===== Source data =====

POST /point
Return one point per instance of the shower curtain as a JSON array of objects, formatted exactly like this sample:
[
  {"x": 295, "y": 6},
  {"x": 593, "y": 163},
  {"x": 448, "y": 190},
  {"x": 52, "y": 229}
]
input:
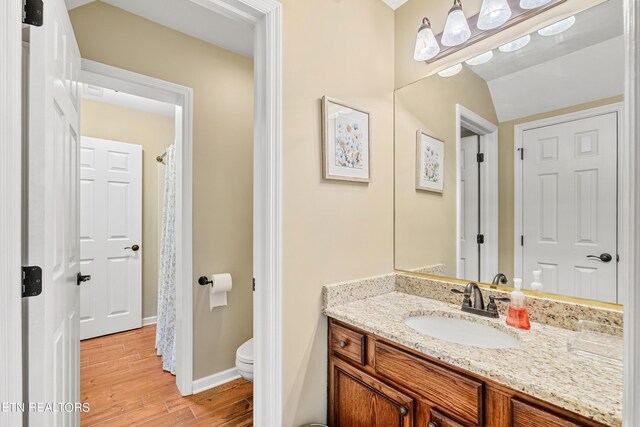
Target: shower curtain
[{"x": 166, "y": 318}]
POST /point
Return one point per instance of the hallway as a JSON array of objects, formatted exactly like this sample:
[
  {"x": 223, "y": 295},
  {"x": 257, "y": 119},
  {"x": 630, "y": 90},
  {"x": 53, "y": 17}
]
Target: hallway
[{"x": 122, "y": 379}]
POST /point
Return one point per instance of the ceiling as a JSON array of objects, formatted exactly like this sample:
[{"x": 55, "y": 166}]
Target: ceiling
[
  {"x": 593, "y": 26},
  {"x": 551, "y": 73},
  {"x": 189, "y": 18},
  {"x": 394, "y": 4}
]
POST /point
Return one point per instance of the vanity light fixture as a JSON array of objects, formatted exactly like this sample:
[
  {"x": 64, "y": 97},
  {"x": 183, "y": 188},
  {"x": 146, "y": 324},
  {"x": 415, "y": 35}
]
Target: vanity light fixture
[
  {"x": 532, "y": 4},
  {"x": 558, "y": 27},
  {"x": 456, "y": 30},
  {"x": 426, "y": 44},
  {"x": 493, "y": 13},
  {"x": 480, "y": 59},
  {"x": 451, "y": 71},
  {"x": 516, "y": 44}
]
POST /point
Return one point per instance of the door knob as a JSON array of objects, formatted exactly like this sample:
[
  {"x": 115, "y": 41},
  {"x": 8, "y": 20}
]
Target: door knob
[
  {"x": 80, "y": 279},
  {"x": 603, "y": 257}
]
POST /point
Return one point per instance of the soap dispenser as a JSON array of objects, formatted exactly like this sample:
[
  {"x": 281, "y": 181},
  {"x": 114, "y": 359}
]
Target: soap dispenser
[
  {"x": 536, "y": 285},
  {"x": 517, "y": 315}
]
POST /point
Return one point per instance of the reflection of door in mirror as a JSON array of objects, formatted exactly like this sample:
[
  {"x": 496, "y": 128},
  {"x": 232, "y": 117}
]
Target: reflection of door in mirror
[
  {"x": 569, "y": 204},
  {"x": 560, "y": 98},
  {"x": 469, "y": 263}
]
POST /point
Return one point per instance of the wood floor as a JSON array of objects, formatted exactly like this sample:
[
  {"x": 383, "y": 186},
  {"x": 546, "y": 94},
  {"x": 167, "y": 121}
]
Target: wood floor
[{"x": 122, "y": 380}]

=====

• [Problem requirements]: The job is to copy all the records precisely while omitting any picture.

• [Answer box]:
POST /point
Return one point per instance of the shower curtain as a JSON array of objects, formatted exactly like this sample:
[
  {"x": 295, "y": 6},
  {"x": 593, "y": 163},
  {"x": 448, "y": 190},
  {"x": 52, "y": 229}
]
input:
Target: shower curtain
[{"x": 166, "y": 318}]
POST /point
Return one point per instance of the hallway as a JSON array of objects, formatted exactly like this sample:
[
  {"x": 223, "y": 295},
  {"x": 257, "y": 119},
  {"x": 630, "y": 90},
  {"x": 53, "y": 17}
]
Target: hallway
[{"x": 122, "y": 379}]
POST /point
Return one point per instance of the ceiling as a JSON array of objects, formatted exactly like this sample:
[{"x": 55, "y": 166}]
Target: ceiling
[
  {"x": 593, "y": 26},
  {"x": 551, "y": 73},
  {"x": 189, "y": 18},
  {"x": 394, "y": 4}
]
POST /point
Return one point per instance of the vanity light fixture as a JSON array of objects, formatted exactly like this sample:
[
  {"x": 64, "y": 97},
  {"x": 183, "y": 188},
  {"x": 146, "y": 324},
  {"x": 415, "y": 35}
]
Target: vanity light fixture
[
  {"x": 532, "y": 4},
  {"x": 558, "y": 27},
  {"x": 456, "y": 30},
  {"x": 426, "y": 44},
  {"x": 493, "y": 13},
  {"x": 480, "y": 59},
  {"x": 451, "y": 71},
  {"x": 516, "y": 44}
]
POST /point
Return one point per instance of the door knob as a JSON array of objects, formatted exactly like this sample:
[
  {"x": 115, "y": 41},
  {"x": 8, "y": 20}
]
Target: door knob
[
  {"x": 80, "y": 279},
  {"x": 603, "y": 257}
]
POST /point
Return one point per instance of the soap dispenser as a JSON array of objects, formatted exactly like this sample:
[
  {"x": 281, "y": 181},
  {"x": 114, "y": 359}
]
Target: soap dispenser
[
  {"x": 536, "y": 285},
  {"x": 517, "y": 315}
]
POST /point
Return one point per instance of the reflection of door in mirror as a JSON array of objects, formatted exactly like this sample:
[
  {"x": 496, "y": 128},
  {"x": 232, "y": 117}
]
Target: reflection of door in mirror
[
  {"x": 569, "y": 204},
  {"x": 560, "y": 98},
  {"x": 469, "y": 263}
]
POST /point
Return one point per instance of the wood floor as a JSON array of objects, formatted exactly like this sample:
[
  {"x": 383, "y": 186},
  {"x": 546, "y": 94},
  {"x": 167, "y": 121}
]
Target: wood floor
[{"x": 122, "y": 380}]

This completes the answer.